Task item = Find the line containing "positive clicks: (25, 227) (26, 224)" in the entries below. Restate it and each line after it, word for word, up to and including the line containing "229L19 230L17 246L20".

[Collected data entries]
---------------
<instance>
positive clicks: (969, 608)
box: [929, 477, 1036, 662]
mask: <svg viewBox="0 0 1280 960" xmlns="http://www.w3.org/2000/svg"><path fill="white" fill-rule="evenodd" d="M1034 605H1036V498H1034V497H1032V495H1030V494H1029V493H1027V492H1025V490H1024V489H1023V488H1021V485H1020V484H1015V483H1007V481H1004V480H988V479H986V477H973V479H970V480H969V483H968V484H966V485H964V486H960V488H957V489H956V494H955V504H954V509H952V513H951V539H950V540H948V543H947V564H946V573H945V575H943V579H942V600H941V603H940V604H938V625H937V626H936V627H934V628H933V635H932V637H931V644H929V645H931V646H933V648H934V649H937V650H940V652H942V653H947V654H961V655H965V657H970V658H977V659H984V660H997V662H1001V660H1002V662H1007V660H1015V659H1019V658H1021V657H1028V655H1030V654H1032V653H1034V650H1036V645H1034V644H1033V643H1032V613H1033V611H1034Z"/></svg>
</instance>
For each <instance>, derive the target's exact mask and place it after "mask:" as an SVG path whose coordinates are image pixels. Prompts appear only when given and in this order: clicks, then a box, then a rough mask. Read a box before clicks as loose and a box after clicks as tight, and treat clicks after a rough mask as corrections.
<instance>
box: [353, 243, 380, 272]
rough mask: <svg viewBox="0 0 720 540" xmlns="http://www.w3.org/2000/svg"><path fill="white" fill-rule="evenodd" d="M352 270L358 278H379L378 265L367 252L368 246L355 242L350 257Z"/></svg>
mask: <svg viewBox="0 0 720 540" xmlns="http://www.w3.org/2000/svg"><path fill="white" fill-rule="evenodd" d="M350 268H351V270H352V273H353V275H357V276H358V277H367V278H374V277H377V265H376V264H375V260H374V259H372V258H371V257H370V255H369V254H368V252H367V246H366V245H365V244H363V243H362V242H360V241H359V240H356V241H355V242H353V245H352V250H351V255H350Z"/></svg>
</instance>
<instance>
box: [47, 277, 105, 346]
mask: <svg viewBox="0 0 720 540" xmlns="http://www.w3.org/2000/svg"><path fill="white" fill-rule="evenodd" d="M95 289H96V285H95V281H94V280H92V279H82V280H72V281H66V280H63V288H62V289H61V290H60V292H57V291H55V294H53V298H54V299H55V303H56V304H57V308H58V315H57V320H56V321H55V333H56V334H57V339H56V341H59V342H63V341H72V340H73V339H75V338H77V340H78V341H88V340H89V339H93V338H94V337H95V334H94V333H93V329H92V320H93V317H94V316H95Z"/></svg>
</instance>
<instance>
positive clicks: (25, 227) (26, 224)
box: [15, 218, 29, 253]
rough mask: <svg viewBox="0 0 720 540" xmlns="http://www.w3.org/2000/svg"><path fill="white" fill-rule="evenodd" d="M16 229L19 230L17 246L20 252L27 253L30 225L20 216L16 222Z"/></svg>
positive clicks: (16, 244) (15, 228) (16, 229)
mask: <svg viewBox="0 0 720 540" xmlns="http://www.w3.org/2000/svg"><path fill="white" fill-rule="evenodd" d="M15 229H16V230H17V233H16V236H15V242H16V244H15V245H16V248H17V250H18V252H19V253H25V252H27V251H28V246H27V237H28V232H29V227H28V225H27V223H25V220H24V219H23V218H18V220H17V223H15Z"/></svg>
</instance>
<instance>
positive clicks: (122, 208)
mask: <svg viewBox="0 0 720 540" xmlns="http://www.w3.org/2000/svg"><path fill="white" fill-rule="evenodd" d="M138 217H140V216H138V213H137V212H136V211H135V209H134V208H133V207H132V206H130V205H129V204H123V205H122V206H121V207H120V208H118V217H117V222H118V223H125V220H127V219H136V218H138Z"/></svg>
---------------
Answer section =
positive clicks: (25, 227) (26, 224)
box: [15, 218, 29, 253]
rough mask: <svg viewBox="0 0 720 540" xmlns="http://www.w3.org/2000/svg"><path fill="white" fill-rule="evenodd" d="M16 229L19 230L17 246L20 252L27 253L30 225L20 216L16 222Z"/></svg>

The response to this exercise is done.